> [Directions]:
Extend the essay below on the campus protest against Dr. Murray's talk, writing on from the point at which it stops.

> [Extract]:
In other words: Conservatives want colleges to be a safe space, while liberals want the individual mind to be a safe space.

I agree with both of them. The trouble is that, for many liberals, college is where the mind first meets the road. They’re no longer protected by their parents or guardians, and they have to negotiate whatever comes at them on their own. That’s the whole point of thing.

But they’re also kids, and they’re gonna screw up once in a while, and sometimes when they do, someone’s going to get hurt and come out of the hospital wearing a neck brace. That’s what happens when kids screw up.

What’s important is what happens next. How do the adults around them model  what they could have done instead?

It sounds to me like both the protestors (staff and students) and the event planners (staff and students) handled the pre-game perfectly. They discussed the controversy with each other in a rational manner, and when they saw they would never persuade the other to do exactly what they wanted, they made plans for a potential conflict. The protestors considered the situation and decided a combination of “simultaneous dialogue” (i.e., using their numbers to speak over Dr. Murray) and general protests would be best. The event planners anticipated the protestors’ moves (to some extent) and reacted accordingly, hiring outside security and preparing alternative ways for Dr. Murray’s speech to continue (retiring to a quieter room and broadcasting his words to the audience via livestream).

Records from a collection:
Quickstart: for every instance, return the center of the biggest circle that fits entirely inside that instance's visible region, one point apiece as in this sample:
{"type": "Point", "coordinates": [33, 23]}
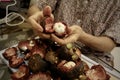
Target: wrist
{"type": "Point", "coordinates": [83, 36]}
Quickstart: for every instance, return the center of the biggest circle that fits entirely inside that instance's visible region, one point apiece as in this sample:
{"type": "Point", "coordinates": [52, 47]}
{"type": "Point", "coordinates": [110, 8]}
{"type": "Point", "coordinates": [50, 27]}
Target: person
{"type": "Point", "coordinates": [93, 24]}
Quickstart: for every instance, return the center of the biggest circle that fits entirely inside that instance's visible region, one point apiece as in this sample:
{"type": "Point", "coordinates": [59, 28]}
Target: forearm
{"type": "Point", "coordinates": [104, 44]}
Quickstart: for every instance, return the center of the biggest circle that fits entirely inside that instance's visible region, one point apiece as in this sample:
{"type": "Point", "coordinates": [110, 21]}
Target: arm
{"type": "Point", "coordinates": [100, 43]}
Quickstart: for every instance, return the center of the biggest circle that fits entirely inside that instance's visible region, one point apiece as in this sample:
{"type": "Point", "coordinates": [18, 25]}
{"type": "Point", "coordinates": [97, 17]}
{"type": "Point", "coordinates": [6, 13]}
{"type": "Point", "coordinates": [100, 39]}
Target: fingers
{"type": "Point", "coordinates": [64, 41]}
{"type": "Point", "coordinates": [35, 25]}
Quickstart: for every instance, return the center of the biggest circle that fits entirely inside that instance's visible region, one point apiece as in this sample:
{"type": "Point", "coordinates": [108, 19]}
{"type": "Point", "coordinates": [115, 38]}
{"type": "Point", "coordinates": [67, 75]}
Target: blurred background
{"type": "Point", "coordinates": [11, 35]}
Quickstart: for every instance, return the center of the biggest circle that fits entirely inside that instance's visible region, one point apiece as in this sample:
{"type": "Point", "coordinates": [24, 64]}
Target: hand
{"type": "Point", "coordinates": [74, 34]}
{"type": "Point", "coordinates": [39, 17]}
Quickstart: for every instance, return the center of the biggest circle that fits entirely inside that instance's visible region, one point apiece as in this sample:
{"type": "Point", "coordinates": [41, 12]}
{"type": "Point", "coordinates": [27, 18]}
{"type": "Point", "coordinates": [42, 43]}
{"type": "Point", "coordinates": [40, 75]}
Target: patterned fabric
{"type": "Point", "coordinates": [96, 17]}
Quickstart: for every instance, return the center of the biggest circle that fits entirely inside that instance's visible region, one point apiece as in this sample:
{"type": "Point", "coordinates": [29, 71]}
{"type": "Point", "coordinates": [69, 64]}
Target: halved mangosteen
{"type": "Point", "coordinates": [70, 69]}
{"type": "Point", "coordinates": [8, 53]}
{"type": "Point", "coordinates": [36, 63]}
{"type": "Point", "coordinates": [21, 74]}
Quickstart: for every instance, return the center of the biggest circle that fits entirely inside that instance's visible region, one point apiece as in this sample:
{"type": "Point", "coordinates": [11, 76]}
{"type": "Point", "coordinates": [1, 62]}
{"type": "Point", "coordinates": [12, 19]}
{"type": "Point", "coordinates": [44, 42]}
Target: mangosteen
{"type": "Point", "coordinates": [36, 63]}
{"type": "Point", "coordinates": [21, 74]}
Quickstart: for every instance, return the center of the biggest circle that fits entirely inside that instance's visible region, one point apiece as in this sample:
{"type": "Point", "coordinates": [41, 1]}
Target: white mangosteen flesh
{"type": "Point", "coordinates": [59, 28]}
{"type": "Point", "coordinates": [69, 64]}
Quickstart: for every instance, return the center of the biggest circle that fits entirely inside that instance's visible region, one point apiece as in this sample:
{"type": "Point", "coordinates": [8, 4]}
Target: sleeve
{"type": "Point", "coordinates": [113, 27]}
{"type": "Point", "coordinates": [43, 3]}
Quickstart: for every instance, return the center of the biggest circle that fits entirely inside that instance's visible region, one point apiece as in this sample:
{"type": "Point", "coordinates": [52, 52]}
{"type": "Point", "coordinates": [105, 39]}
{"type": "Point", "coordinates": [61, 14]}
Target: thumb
{"type": "Point", "coordinates": [47, 11]}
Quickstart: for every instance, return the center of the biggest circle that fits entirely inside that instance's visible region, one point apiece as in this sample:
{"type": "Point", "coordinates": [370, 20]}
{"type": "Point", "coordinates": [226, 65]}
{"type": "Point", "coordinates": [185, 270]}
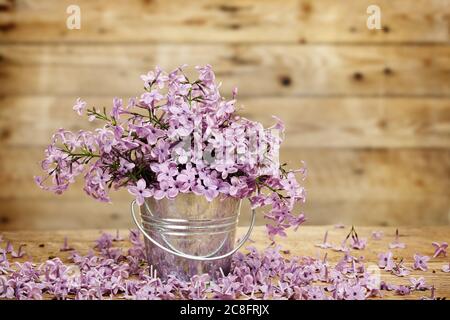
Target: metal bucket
{"type": "Point", "coordinates": [190, 235]}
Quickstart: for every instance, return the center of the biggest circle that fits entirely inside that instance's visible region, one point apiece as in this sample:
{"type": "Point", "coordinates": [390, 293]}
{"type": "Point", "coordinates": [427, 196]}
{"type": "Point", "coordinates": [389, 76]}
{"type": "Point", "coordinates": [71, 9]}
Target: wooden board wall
{"type": "Point", "coordinates": [368, 110]}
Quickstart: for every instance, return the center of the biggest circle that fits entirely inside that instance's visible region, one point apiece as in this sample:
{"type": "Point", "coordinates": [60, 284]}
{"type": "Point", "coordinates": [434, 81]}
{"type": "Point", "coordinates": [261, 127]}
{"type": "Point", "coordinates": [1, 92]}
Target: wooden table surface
{"type": "Point", "coordinates": [41, 246]}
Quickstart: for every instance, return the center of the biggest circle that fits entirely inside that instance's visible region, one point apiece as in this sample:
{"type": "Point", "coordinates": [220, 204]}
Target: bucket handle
{"type": "Point", "coordinates": [188, 256]}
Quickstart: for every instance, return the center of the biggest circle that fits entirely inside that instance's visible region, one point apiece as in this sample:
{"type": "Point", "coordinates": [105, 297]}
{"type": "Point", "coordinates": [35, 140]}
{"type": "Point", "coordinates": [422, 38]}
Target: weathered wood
{"type": "Point", "coordinates": [230, 21]}
{"type": "Point", "coordinates": [41, 245]}
{"type": "Point", "coordinates": [258, 70]}
{"type": "Point", "coordinates": [57, 213]}
{"type": "Point", "coordinates": [333, 174]}
{"type": "Point", "coordinates": [328, 122]}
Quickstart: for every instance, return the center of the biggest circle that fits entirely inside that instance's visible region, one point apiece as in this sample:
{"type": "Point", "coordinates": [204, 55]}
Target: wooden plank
{"type": "Point", "coordinates": [60, 213]}
{"type": "Point", "coordinates": [41, 245]}
{"type": "Point", "coordinates": [339, 174]}
{"type": "Point", "coordinates": [324, 123]}
{"type": "Point", "coordinates": [258, 70]}
{"type": "Point", "coordinates": [229, 21]}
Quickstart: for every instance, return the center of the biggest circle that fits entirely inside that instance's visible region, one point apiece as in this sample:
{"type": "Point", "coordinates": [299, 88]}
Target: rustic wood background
{"type": "Point", "coordinates": [368, 110]}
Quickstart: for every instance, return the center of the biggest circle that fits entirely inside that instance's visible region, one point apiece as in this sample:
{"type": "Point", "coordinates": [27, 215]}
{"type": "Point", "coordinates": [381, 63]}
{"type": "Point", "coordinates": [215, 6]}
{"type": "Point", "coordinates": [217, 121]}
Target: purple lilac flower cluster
{"type": "Point", "coordinates": [179, 136]}
{"type": "Point", "coordinates": [111, 271]}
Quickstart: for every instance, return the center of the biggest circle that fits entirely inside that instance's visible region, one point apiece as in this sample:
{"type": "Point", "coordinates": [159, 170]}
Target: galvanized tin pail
{"type": "Point", "coordinates": [190, 235]}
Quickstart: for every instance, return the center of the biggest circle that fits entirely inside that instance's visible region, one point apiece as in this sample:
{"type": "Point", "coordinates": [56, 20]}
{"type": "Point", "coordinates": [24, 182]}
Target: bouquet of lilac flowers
{"type": "Point", "coordinates": [179, 136]}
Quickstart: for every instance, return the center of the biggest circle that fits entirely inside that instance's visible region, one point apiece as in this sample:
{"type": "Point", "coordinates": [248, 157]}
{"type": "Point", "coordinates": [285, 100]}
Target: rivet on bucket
{"type": "Point", "coordinates": [190, 235]}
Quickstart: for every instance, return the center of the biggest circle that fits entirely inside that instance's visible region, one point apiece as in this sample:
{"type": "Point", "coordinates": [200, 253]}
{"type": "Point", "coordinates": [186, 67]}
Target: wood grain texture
{"type": "Point", "coordinates": [41, 245]}
{"type": "Point", "coordinates": [225, 21]}
{"type": "Point", "coordinates": [319, 123]}
{"type": "Point", "coordinates": [52, 214]}
{"type": "Point", "coordinates": [258, 70]}
{"type": "Point", "coordinates": [368, 110]}
{"type": "Point", "coordinates": [366, 186]}
{"type": "Point", "coordinates": [333, 174]}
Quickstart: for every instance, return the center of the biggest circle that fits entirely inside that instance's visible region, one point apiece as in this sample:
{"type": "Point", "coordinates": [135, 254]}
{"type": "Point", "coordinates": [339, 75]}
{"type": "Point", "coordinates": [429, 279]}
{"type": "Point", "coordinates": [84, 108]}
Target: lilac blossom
{"type": "Point", "coordinates": [110, 272]}
{"type": "Point", "coordinates": [80, 106]}
{"type": "Point", "coordinates": [178, 136]}
{"type": "Point", "coordinates": [385, 261]}
{"type": "Point", "coordinates": [420, 262]}
{"type": "Point", "coordinates": [324, 244]}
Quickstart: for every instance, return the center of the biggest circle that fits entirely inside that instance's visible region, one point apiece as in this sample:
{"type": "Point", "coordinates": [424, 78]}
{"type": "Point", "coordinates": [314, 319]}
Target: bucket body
{"type": "Point", "coordinates": [190, 225]}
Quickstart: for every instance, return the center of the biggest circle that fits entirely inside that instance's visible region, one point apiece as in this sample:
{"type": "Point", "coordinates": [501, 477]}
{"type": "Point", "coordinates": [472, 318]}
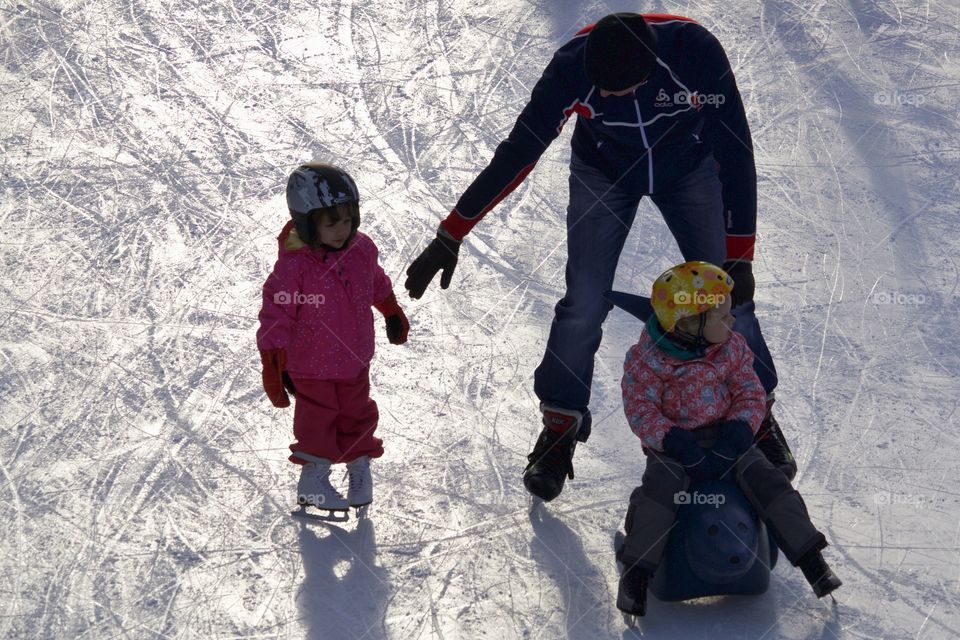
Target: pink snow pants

> [Answer box]:
This is where character and leadership comes in. The Middlebury protestors, like the Berkley protestors before them, are trying to convince the media that “outside agitators” started the violence. I have no idea whether this is true or not. I suspect in some ways it is, and in some ways it isn’t. I’m sure at least one Middlebury student partook in the violence, as I’m sure at least one person who is not a student at Middlebury partook in the violence.

Regardless, the protestors claim this because they want to believe that they have character, that Middlebury students wouldn’t resort to violence when they find themselves as part of mob. Again, this may or may not be true.

But it provides the college with an opportunity to have the students practice the art of remaining an individual when standing in the middle of a mob, and then the art of leading that mob to achieve positive ends in a positive way. What should a Middlebury student have done when the protest grew beyond its planning committee’s control?

With the Internet and social media, mobs move too fast for anyone to control them. That’s how you get the Arab Spring. That’s how you get Ferguson.

I think liberals everywhere would agree that the Arab Spring and Ferguson definitely needed to happen. And that more of them need to and will happen in the future.

But how can tomorrow’s liberal leaders thrive in such an incredibly dynamic environment, where for every organized march on Washington, there’s three dozen half-organized, mob-overrun affairs?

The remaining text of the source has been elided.